# [Enunciado de la tarea]
Indica cuántas de las líneas de abajo contienen la cadena "dark", teniendo en cuenta las mayúsculas y minúsculas. Responde solo con el número.

# [Registros de identificación de posiciones]
= = =

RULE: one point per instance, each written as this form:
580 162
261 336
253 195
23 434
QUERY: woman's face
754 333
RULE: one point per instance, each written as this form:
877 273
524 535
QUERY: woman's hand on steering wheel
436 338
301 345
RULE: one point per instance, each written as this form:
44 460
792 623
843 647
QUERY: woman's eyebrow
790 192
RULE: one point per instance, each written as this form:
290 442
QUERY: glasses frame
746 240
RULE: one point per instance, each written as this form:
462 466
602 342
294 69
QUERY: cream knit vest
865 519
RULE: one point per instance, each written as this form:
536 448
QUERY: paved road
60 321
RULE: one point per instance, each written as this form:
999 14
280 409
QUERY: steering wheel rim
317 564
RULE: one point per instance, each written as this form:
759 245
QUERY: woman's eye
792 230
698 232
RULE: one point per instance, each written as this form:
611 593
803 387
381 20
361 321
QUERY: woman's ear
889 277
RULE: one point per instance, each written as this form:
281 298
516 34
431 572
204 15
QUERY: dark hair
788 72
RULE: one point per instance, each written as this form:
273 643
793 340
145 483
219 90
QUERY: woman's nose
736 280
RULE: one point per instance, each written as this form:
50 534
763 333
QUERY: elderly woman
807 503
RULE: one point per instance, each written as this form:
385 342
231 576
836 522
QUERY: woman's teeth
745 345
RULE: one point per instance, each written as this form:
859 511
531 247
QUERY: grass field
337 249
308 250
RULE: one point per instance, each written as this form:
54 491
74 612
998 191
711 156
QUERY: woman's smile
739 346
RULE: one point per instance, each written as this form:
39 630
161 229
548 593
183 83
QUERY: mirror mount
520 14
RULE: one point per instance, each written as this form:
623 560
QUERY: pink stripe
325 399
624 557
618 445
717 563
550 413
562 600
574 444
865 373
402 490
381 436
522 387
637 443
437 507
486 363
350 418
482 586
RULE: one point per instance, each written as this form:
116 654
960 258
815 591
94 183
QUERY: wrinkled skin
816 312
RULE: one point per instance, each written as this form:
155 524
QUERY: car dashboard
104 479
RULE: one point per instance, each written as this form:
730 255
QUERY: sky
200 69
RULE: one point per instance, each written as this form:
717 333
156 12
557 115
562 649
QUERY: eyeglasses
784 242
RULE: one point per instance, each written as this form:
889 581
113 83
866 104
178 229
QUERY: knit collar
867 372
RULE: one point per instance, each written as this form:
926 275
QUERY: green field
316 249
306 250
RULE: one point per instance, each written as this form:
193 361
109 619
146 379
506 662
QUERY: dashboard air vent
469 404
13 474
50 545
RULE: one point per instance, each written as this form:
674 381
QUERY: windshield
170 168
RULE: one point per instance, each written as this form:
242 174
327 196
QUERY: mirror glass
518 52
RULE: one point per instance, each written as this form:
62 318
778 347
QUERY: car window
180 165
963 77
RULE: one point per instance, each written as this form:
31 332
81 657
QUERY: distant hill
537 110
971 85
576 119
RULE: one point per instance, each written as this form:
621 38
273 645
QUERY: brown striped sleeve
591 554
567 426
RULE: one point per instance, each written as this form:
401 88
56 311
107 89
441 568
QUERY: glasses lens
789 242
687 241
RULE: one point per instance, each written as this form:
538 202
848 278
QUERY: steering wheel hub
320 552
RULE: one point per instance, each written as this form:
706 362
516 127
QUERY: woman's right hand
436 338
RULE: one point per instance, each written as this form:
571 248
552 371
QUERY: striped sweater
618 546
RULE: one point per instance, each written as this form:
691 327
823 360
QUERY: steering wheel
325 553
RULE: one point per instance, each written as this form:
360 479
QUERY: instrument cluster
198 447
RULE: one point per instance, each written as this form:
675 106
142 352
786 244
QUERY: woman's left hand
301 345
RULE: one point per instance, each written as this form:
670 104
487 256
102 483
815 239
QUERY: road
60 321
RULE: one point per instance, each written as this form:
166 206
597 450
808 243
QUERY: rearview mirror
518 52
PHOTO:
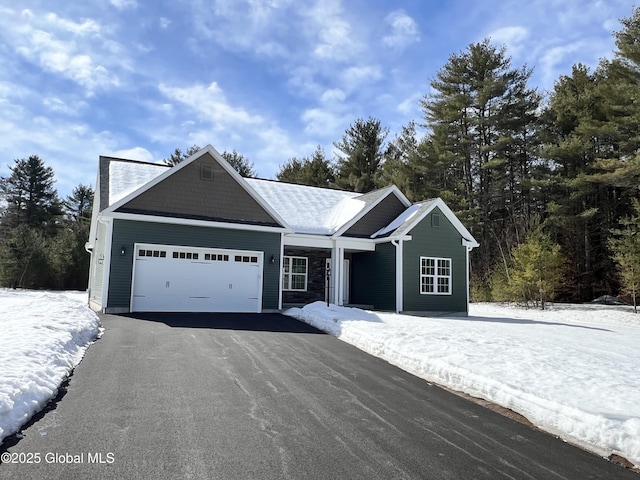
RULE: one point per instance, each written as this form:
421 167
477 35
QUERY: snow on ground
43 336
572 370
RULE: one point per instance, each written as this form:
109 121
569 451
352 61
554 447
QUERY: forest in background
547 182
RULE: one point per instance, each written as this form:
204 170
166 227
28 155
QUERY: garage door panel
210 280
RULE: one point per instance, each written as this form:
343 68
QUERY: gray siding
428 241
380 216
186 194
97 265
373 277
127 233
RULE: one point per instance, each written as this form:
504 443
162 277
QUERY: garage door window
294 273
152 253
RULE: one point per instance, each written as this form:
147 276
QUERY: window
435 276
294 273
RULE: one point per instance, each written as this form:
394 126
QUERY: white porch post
399 289
337 274
340 277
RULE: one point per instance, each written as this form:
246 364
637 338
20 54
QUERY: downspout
280 263
399 291
106 272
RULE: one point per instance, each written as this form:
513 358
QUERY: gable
378 217
200 190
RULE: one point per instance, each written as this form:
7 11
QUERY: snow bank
573 371
43 336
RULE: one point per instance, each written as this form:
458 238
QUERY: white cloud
404 30
354 77
410 105
135 153
71 108
332 32
74 50
323 122
211 105
333 95
124 4
512 37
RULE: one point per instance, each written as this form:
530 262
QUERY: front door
345 281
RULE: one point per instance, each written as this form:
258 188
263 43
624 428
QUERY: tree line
42 237
547 182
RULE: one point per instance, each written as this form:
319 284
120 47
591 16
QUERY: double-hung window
435 276
294 273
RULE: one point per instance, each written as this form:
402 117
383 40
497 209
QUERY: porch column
337 273
340 277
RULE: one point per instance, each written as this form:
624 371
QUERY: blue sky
271 79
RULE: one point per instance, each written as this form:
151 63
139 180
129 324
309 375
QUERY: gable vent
206 171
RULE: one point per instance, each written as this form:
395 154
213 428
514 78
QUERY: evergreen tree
177 156
29 194
482 121
536 271
360 155
68 257
240 163
625 245
316 171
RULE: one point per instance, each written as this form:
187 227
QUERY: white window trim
436 276
291 274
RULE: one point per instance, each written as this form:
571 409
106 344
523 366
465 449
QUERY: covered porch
322 269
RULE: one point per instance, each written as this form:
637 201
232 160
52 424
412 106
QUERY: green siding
373 278
427 241
127 233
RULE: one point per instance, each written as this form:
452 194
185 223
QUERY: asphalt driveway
249 396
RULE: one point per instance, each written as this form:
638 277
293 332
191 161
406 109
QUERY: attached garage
186 279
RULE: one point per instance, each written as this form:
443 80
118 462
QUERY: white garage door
186 279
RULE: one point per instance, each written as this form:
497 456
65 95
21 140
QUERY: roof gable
411 217
118 177
381 207
309 210
202 187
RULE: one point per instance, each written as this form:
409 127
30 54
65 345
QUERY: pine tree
29 194
482 121
536 272
240 163
177 156
625 246
360 155
316 171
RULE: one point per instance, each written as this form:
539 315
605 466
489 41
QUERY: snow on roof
306 209
400 220
311 210
126 176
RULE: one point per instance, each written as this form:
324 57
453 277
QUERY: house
199 237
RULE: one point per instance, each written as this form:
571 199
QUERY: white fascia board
310 241
403 238
466 235
196 223
318 241
392 189
223 163
363 244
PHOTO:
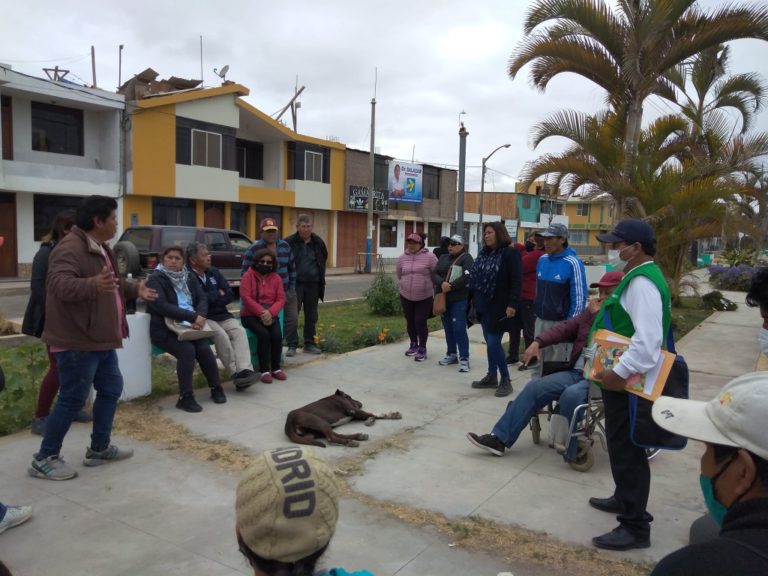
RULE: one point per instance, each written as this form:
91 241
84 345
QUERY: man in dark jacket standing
85 323
734 477
230 339
310 256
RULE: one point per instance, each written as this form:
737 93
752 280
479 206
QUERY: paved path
165 512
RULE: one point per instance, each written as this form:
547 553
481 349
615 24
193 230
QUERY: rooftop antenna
222 73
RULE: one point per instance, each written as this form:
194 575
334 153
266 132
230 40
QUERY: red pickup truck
139 248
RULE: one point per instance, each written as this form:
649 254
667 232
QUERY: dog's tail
292 433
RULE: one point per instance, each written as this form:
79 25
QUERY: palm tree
628 52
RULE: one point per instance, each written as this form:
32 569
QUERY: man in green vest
639 308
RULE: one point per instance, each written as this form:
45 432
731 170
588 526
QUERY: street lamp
482 191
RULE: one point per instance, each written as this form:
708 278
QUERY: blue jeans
497 359
77 370
535 396
455 326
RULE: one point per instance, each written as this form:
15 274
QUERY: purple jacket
574 330
414 271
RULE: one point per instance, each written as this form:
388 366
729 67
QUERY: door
8 252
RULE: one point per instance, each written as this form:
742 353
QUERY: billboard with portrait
404 182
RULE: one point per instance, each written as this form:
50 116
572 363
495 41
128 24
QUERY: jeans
536 395
497 361
455 325
77 370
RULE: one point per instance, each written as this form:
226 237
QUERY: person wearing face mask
640 308
734 477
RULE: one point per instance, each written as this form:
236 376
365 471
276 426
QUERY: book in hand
605 352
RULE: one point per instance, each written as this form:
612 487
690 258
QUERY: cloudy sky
433 59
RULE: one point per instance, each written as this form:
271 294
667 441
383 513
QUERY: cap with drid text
560 230
629 231
268 224
611 278
287 504
736 417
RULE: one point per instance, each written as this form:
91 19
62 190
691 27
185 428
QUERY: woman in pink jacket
262 295
414 271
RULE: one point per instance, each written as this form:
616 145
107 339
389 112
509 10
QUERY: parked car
139 248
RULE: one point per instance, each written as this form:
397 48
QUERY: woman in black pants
180 297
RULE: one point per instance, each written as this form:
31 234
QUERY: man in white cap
734 476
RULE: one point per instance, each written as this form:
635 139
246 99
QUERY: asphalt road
341 287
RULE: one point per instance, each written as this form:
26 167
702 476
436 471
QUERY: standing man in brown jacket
85 323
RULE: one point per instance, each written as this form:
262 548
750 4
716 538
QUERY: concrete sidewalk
166 512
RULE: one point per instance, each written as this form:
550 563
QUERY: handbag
185 333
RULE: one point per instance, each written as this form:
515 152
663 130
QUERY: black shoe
487 442
620 538
217 395
610 505
244 379
504 389
188 404
487 381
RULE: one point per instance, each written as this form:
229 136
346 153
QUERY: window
206 149
250 159
239 216
577 237
57 129
313 166
47 207
173 212
387 233
434 232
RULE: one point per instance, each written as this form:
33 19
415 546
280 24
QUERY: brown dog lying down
318 419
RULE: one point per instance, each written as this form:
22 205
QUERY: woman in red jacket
262 295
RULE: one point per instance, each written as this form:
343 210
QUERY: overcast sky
435 59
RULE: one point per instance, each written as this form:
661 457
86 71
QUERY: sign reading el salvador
405 182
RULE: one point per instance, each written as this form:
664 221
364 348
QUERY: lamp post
482 191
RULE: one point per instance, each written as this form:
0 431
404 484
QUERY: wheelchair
588 424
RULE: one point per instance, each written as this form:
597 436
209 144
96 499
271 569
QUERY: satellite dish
223 72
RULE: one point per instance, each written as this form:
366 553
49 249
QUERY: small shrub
716 301
383 296
737 277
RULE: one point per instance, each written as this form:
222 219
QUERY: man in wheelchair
567 386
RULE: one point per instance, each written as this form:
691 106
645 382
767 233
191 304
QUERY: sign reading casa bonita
358 199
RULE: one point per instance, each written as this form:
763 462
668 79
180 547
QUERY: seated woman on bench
263 297
568 386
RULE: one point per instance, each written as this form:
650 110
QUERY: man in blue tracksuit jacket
561 288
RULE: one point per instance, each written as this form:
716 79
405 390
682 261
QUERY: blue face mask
716 509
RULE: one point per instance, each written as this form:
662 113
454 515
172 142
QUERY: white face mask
762 339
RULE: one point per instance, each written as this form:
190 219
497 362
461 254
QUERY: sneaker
189 404
38 426
487 442
279 375
244 379
504 389
111 454
51 468
487 381
217 395
83 416
15 515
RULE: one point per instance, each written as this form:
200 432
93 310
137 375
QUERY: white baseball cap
736 417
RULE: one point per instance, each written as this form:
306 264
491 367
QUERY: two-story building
60 141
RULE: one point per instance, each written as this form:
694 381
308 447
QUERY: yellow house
205 157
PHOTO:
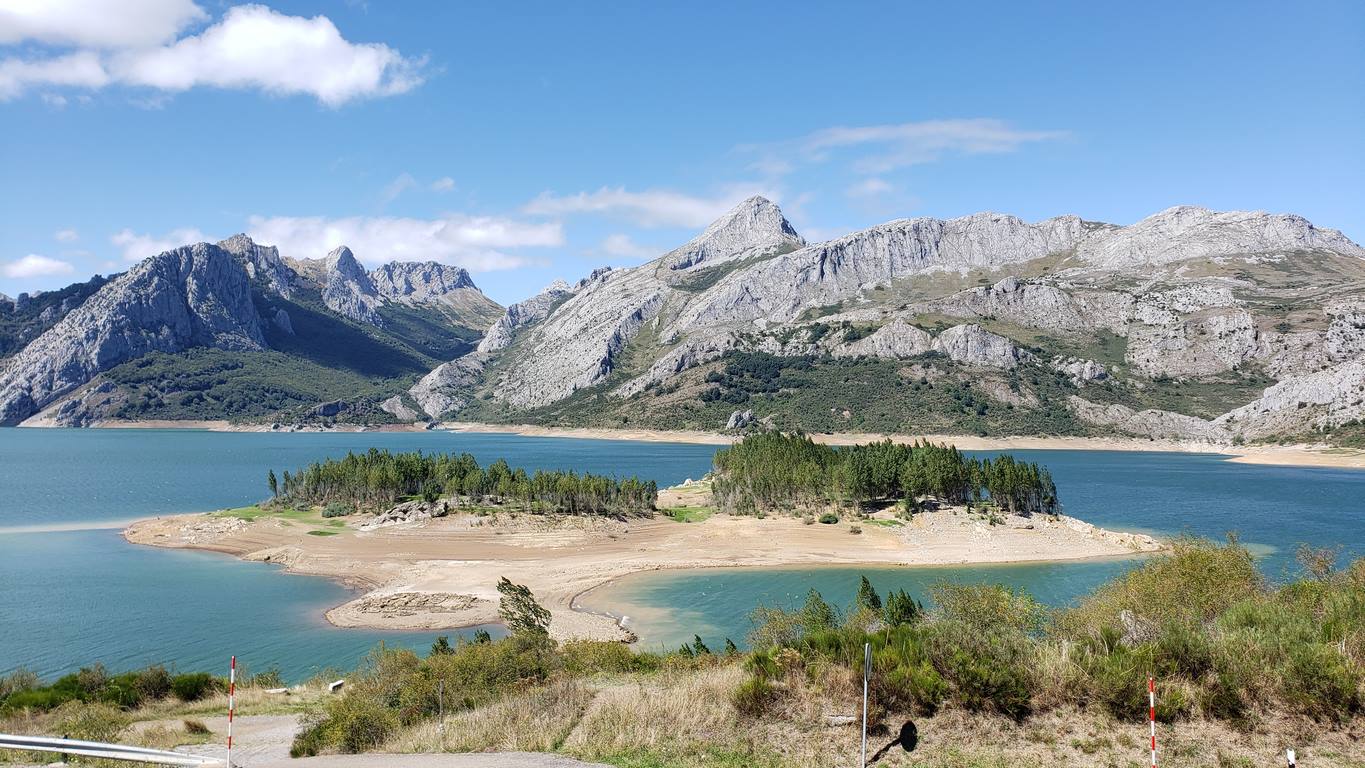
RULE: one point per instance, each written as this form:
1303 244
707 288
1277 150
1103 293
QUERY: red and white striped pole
232 692
1151 714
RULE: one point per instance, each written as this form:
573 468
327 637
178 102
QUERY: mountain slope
234 330
1050 326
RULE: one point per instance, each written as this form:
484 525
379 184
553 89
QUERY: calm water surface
71 591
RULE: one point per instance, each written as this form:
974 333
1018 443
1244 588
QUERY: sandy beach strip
442 573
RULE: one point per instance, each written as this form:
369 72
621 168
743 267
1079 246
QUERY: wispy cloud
137 247
478 243
623 246
33 265
879 149
649 208
250 48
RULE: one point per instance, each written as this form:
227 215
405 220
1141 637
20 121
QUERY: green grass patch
690 513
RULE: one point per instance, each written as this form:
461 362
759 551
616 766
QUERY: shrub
90 720
194 686
336 509
754 696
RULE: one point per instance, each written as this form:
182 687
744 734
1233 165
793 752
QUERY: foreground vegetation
990 675
777 471
378 478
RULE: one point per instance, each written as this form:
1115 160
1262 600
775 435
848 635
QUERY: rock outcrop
751 229
348 289
264 265
191 296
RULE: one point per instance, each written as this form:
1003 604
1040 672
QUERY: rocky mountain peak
262 263
752 228
415 283
190 296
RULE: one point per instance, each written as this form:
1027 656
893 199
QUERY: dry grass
537 720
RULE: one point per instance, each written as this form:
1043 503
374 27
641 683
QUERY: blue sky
539 141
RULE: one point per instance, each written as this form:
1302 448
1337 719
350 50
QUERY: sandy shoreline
1276 454
442 573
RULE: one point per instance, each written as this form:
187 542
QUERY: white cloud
75 70
33 265
251 47
624 246
889 148
137 247
651 208
474 242
400 184
96 23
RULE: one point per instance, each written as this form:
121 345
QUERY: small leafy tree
901 609
867 596
520 611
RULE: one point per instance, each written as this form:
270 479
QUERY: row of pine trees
791 471
378 479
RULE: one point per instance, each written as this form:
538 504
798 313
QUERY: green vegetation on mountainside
242 386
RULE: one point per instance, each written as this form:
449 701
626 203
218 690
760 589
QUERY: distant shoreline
442 573
1278 454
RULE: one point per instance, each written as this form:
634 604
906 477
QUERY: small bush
90 720
754 697
194 686
336 509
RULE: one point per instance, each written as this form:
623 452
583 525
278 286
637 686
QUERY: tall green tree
520 613
867 596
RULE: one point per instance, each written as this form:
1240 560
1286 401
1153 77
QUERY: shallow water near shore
73 591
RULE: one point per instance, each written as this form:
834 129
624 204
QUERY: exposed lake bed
116 475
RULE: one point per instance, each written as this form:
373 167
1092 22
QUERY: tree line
789 471
377 479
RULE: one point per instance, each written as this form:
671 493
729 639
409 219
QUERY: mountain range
1190 325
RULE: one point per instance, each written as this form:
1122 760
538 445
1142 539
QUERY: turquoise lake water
71 591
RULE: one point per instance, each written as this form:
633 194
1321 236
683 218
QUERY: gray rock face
1080 371
739 420
283 322
827 273
348 289
523 314
418 283
191 296
1190 232
451 385
975 345
1150 423
1207 343
752 228
1302 404
399 409
1010 299
264 265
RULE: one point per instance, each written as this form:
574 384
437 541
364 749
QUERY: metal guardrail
107 750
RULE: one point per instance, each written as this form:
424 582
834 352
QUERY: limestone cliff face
191 296
754 228
264 265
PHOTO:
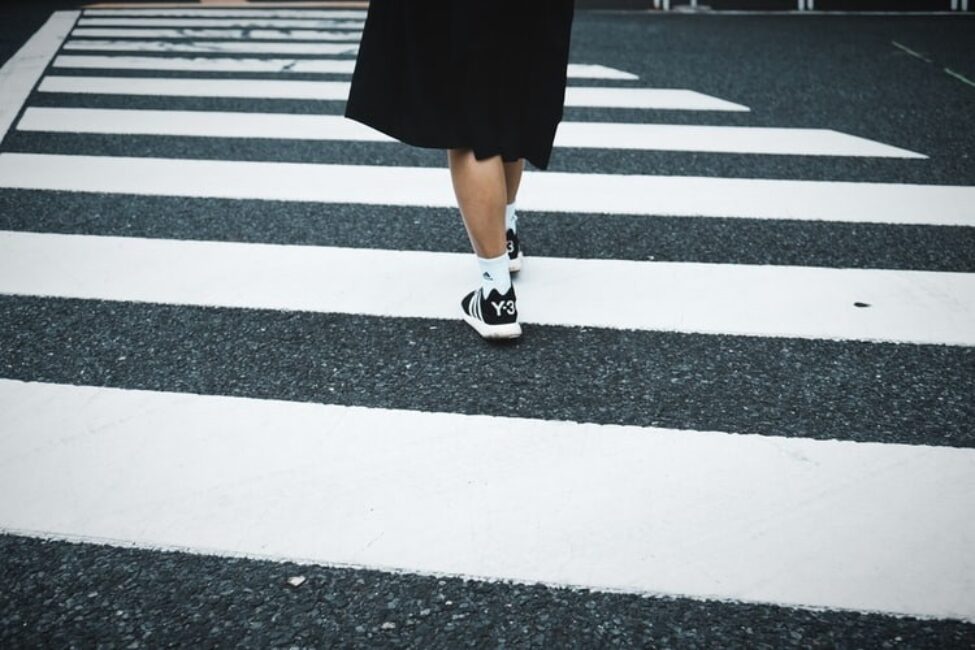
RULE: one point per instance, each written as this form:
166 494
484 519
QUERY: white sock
495 274
510 218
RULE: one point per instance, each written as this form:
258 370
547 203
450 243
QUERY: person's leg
481 194
512 176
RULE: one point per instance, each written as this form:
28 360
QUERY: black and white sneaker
514 251
494 317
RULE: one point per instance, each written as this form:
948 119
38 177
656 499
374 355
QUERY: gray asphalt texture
837 72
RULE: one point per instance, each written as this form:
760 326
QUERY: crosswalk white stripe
245 34
211 12
318 65
641 98
319 23
789 521
602 135
204 64
224 47
19 74
550 191
761 300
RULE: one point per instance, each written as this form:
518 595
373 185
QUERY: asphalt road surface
240 407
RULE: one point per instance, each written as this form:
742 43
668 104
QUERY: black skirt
487 75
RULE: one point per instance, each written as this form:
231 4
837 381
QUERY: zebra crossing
592 488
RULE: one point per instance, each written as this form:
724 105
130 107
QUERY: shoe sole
506 331
514 265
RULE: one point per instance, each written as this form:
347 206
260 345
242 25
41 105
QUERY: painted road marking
221 22
600 135
789 521
223 47
226 13
319 65
737 299
690 196
645 98
245 34
19 74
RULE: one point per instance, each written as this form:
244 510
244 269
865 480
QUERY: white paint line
911 52
221 22
227 13
214 64
591 71
250 88
550 191
21 71
244 34
606 135
253 47
962 78
206 64
790 521
763 300
647 98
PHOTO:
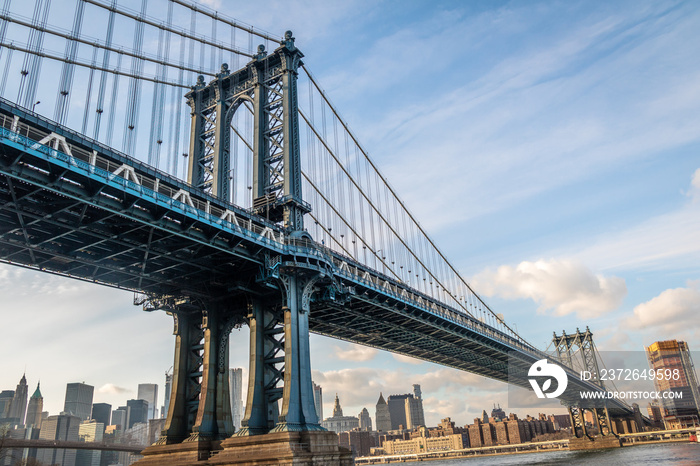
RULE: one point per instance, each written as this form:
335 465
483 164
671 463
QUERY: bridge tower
578 351
275 304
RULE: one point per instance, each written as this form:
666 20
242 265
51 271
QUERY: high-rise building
318 401
365 420
102 412
18 409
339 423
672 358
235 386
120 418
6 397
35 408
382 415
414 409
90 431
166 395
79 400
62 427
397 409
138 412
149 392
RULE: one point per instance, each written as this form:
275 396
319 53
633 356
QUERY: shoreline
558 445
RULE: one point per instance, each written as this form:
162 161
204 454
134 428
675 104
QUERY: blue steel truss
74 207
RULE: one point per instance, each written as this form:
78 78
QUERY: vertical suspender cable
113 102
99 109
88 93
134 99
68 68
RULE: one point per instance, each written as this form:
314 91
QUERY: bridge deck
71 206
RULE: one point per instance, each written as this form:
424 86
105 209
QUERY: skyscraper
6 397
62 427
672 357
166 395
102 412
90 431
382 415
365 420
318 401
138 412
120 418
18 409
79 400
36 406
339 423
149 392
235 385
397 409
414 409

= = =

# [Respuesta desarrollada]
2